SOURCE DATA:
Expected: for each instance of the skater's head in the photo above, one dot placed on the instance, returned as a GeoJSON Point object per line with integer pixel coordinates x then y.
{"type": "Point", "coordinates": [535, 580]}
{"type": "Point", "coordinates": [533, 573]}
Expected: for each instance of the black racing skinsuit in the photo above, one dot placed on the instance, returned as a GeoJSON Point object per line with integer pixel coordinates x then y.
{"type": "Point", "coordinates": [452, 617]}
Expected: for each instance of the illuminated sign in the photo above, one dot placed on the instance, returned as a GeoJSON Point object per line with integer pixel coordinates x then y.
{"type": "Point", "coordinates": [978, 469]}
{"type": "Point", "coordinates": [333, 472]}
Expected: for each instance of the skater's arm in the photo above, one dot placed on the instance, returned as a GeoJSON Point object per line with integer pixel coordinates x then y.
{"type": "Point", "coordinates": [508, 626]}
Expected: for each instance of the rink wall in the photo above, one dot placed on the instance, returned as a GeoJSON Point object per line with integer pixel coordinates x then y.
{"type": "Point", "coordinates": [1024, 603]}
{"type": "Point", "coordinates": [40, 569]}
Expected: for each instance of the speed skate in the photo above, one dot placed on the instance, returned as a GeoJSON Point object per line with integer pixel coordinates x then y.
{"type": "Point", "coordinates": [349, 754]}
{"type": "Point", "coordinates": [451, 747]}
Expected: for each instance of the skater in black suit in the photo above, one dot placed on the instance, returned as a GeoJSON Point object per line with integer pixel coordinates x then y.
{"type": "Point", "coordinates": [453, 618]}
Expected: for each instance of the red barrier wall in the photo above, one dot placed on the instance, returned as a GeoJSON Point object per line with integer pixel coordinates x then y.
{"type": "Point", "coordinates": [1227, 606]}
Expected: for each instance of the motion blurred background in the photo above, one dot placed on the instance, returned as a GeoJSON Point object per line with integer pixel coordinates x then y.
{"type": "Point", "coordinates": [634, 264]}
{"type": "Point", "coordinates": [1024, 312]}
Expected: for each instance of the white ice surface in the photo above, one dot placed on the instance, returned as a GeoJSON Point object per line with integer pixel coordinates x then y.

DIRECTIONS FOR THIS TASK: Repeat the records above in full, character for character.

RESPONSE BOX:
Expected: for each instance of the skater's head in the photo above, one dot placed on the instance, returned as a GeoJSON Point object per line with integer pixel coordinates x then y.
{"type": "Point", "coordinates": [535, 580]}
{"type": "Point", "coordinates": [533, 573]}
Expected: for each instance of the black racing skinsuit in the photo above, one dot placed on the instance, returned as a GeoJSON Point object per line with integer pixel coordinates x then y.
{"type": "Point", "coordinates": [452, 617]}
Expected: for each instance of the illuminated sign in the photo above, one dot placed on the instance, returned as a GeoJSON Point object per line with integer pixel coordinates x then y.
{"type": "Point", "coordinates": [978, 469]}
{"type": "Point", "coordinates": [333, 472]}
Expected: for each instance of the skater's arm in the photo above, one dot placed on the instance, returned as a GeoJSON Point object per line with integer pixel coordinates x then y.
{"type": "Point", "coordinates": [508, 626]}
Expected: for each instance of the rink wall in the photo above, one dot placed on the instance, returned as a GeoJSON Point object per line with integer pixel coordinates x then y.
{"type": "Point", "coordinates": [1024, 603]}
{"type": "Point", "coordinates": [40, 569]}
Expected: for each instance of the speed skate in the photo above, one dot placed on the instance, returned as a GeoJSON Point object per line with integer pixel coordinates x then y.
{"type": "Point", "coordinates": [349, 754]}
{"type": "Point", "coordinates": [451, 747]}
Expected: for each instance of the skater in black suit in the photo above, one dot placed on the instance, returned as a GeoJSON Point object per line with integer pixel coordinates x then y.
{"type": "Point", "coordinates": [453, 618]}
Expected: for each instance of the red barrier wall in the photo above, one dot placed on the instance, returned as a GeoJSON Point object per line with integer pixel coordinates x then y.
{"type": "Point", "coordinates": [1227, 606]}
Expected: for each instance of the motion blurred background in the photo above, one dot placed on the instance, returned as a GeoJSON Point object per line with integer pixel coordinates x then y.
{"type": "Point", "coordinates": [634, 264]}
{"type": "Point", "coordinates": [1024, 312]}
Expected: for each instance of the white ice surface in the photo above, one dot placed on the instance, returned as a GeoJSON Point object per line with integer pixel coordinates x then y.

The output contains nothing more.